Edit the rows below, replacing "Segment" with "Outline" wherever it occurs and leaving everything else unchanged.

▶ [SUPPLIED DATA]
==========

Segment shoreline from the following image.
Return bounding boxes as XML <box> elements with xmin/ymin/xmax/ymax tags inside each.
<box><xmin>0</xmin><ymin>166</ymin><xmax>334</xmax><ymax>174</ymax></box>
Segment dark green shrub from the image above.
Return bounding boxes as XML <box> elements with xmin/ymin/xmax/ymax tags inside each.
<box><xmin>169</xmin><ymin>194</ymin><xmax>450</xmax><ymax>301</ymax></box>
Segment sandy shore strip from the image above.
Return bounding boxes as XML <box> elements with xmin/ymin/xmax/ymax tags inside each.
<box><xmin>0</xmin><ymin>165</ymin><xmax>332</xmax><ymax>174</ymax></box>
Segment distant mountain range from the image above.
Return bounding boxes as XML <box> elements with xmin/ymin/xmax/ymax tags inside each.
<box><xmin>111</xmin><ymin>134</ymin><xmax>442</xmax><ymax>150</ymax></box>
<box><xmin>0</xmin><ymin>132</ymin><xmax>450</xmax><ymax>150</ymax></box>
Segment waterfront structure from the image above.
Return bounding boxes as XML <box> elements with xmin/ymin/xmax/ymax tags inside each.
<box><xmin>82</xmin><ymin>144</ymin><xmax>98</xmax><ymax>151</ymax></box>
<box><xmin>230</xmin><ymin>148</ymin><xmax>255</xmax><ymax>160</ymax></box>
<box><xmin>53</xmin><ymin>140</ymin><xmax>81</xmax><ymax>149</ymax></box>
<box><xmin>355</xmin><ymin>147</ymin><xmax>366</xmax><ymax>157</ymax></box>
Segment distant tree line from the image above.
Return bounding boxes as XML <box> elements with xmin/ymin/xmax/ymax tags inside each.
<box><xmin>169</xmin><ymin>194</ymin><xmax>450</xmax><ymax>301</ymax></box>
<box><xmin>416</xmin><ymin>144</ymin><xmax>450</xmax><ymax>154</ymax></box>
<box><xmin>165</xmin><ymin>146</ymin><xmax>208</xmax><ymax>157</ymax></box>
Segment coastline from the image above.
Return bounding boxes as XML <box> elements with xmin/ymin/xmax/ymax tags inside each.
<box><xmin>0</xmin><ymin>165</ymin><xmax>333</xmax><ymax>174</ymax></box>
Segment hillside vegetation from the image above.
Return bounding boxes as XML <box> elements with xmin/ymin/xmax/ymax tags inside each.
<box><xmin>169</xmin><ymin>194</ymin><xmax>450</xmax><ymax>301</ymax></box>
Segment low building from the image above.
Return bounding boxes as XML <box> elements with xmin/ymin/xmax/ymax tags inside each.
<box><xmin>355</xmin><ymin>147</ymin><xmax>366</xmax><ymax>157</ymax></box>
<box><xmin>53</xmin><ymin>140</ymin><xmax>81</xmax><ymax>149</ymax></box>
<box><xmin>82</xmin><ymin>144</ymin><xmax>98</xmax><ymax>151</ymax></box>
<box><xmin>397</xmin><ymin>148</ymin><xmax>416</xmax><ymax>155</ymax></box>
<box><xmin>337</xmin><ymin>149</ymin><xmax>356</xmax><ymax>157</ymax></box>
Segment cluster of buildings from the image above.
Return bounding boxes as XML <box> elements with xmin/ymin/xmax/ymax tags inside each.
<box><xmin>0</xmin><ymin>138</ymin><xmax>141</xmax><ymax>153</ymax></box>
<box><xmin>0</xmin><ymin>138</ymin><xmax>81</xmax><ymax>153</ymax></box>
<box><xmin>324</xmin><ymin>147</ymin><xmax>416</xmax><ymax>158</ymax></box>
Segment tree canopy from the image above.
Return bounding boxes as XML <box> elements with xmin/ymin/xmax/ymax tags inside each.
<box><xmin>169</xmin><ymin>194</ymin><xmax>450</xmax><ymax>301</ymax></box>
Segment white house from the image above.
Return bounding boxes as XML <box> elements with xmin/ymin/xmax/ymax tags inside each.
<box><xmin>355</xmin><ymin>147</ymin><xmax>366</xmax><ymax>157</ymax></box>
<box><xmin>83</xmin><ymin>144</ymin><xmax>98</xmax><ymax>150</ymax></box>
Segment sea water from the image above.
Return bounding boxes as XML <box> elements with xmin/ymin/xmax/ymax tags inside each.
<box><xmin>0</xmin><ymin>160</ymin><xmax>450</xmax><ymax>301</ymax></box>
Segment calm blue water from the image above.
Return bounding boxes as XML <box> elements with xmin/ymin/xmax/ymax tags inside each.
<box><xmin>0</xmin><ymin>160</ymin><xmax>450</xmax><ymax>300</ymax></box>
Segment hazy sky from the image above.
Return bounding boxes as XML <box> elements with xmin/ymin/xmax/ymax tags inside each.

==========

▶ [FINISHED ANSWER]
Outline shoreline from the following image.
Return bounding boxes as XML <box> elements with xmin/ymin/xmax/ymax tags inside each.
<box><xmin>0</xmin><ymin>166</ymin><xmax>334</xmax><ymax>174</ymax></box>
Outline dark green shrub from the image above.
Return bounding boxes as XML <box> elements with xmin/ymin/xmax/ymax tags inside each.
<box><xmin>169</xmin><ymin>194</ymin><xmax>450</xmax><ymax>301</ymax></box>
Outline sandy shore strip from the image above.
Return bounding boxes as XML <box> elements with xmin/ymin/xmax/ymax tags inside each.
<box><xmin>0</xmin><ymin>165</ymin><xmax>332</xmax><ymax>174</ymax></box>
Outline distant mountain range from the image above.
Return bounding boxes as XML <box> elements with xmin/ymin/xmax/ymax tags inside each.
<box><xmin>111</xmin><ymin>134</ymin><xmax>442</xmax><ymax>150</ymax></box>
<box><xmin>0</xmin><ymin>132</ymin><xmax>450</xmax><ymax>150</ymax></box>
Outline waterfront structure from the image above.
Return bounding boxes as XML <box> elements with xmin/ymin/xmax/ymax tags inside each.
<box><xmin>82</xmin><ymin>144</ymin><xmax>98</xmax><ymax>151</ymax></box>
<box><xmin>230</xmin><ymin>148</ymin><xmax>255</xmax><ymax>160</ymax></box>
<box><xmin>53</xmin><ymin>140</ymin><xmax>81</xmax><ymax>149</ymax></box>
<box><xmin>355</xmin><ymin>147</ymin><xmax>366</xmax><ymax>157</ymax></box>
Outline distant tree line from the image above.
Return bounding boxes as XML <box> elements with xmin/ymin/xmax/ymax tags inside each.
<box><xmin>169</xmin><ymin>194</ymin><xmax>450</xmax><ymax>301</ymax></box>
<box><xmin>416</xmin><ymin>144</ymin><xmax>450</xmax><ymax>154</ymax></box>
<box><xmin>165</xmin><ymin>146</ymin><xmax>208</xmax><ymax>157</ymax></box>
Outline coastline from the image above.
Return bounding boxes as XML <box> elements with xmin/ymin/xmax/ymax tags inside each.
<box><xmin>0</xmin><ymin>165</ymin><xmax>333</xmax><ymax>174</ymax></box>
Outline hillside vegetation from the image above.
Return bounding boxes as XML <box> elements with xmin/ymin/xmax/ymax tags inside each.
<box><xmin>169</xmin><ymin>194</ymin><xmax>450</xmax><ymax>301</ymax></box>
Outline low building from the image above.
Return bounding boxes as XML <box> elements with xmin/ymin/xmax/ymax tags inside each.
<box><xmin>355</xmin><ymin>147</ymin><xmax>366</xmax><ymax>157</ymax></box>
<box><xmin>53</xmin><ymin>140</ymin><xmax>81</xmax><ymax>149</ymax></box>
<box><xmin>82</xmin><ymin>144</ymin><xmax>98</xmax><ymax>151</ymax></box>
<box><xmin>397</xmin><ymin>148</ymin><xmax>416</xmax><ymax>155</ymax></box>
<box><xmin>337</xmin><ymin>149</ymin><xmax>356</xmax><ymax>157</ymax></box>
Outline cluster of buildings from the image above.
Return bounding boxes as XML <box> elements with xmin/ymin/xmax/ymax tags inside each.
<box><xmin>0</xmin><ymin>138</ymin><xmax>141</xmax><ymax>153</ymax></box>
<box><xmin>0</xmin><ymin>138</ymin><xmax>81</xmax><ymax>153</ymax></box>
<box><xmin>324</xmin><ymin>147</ymin><xmax>416</xmax><ymax>158</ymax></box>
Outline tree canopy from the image above.
Return bounding boxes as XML <box> elements with xmin/ymin/xmax/ymax tags inside each.
<box><xmin>169</xmin><ymin>194</ymin><xmax>450</xmax><ymax>301</ymax></box>
Outline white house from the image above.
Return bounding boxes as XML <box> elements with xmin/ymin/xmax/ymax tags inside each.
<box><xmin>355</xmin><ymin>147</ymin><xmax>366</xmax><ymax>157</ymax></box>
<box><xmin>83</xmin><ymin>144</ymin><xmax>98</xmax><ymax>150</ymax></box>
Outline sea water from the image above.
Return bounding boxes as XML <box> elements with xmin/ymin/xmax/ymax tags inside each.
<box><xmin>0</xmin><ymin>160</ymin><xmax>450</xmax><ymax>301</ymax></box>
Outline calm blue water from the image above.
Return bounding boxes as XML <box> elements with xmin/ymin/xmax/ymax tags inside each.
<box><xmin>0</xmin><ymin>160</ymin><xmax>450</xmax><ymax>300</ymax></box>
Outline hazy sky from the image above.
Return bounding boxes as XML <box> elements with xmin/ymin/xmax/ymax tags inside each.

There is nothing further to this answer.